-- Opening Marker --

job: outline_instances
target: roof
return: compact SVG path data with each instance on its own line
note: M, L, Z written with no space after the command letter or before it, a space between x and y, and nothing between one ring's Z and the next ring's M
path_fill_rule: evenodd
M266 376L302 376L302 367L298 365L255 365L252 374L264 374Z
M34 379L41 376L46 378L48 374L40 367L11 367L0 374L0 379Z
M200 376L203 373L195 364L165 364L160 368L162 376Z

-- Closing Marker --

YOUR ASSIGNMENT: Retype every line above with nothing changed.

WORKED SOLUTION:
job: outline_instances
target: roof
return: compact SVG path data with each instance on its own line
note: M, L, Z written with no space after the command letter or before it, a space between x and y, and nothing between one ring's Z and the next ring's M
path_fill_rule: evenodd
M266 376L302 376L302 367L298 365L255 365L252 374L264 374Z
M34 379L41 376L46 378L48 374L40 367L11 367L0 374L0 379Z
M200 376L203 373L195 364L165 364L160 368L162 376Z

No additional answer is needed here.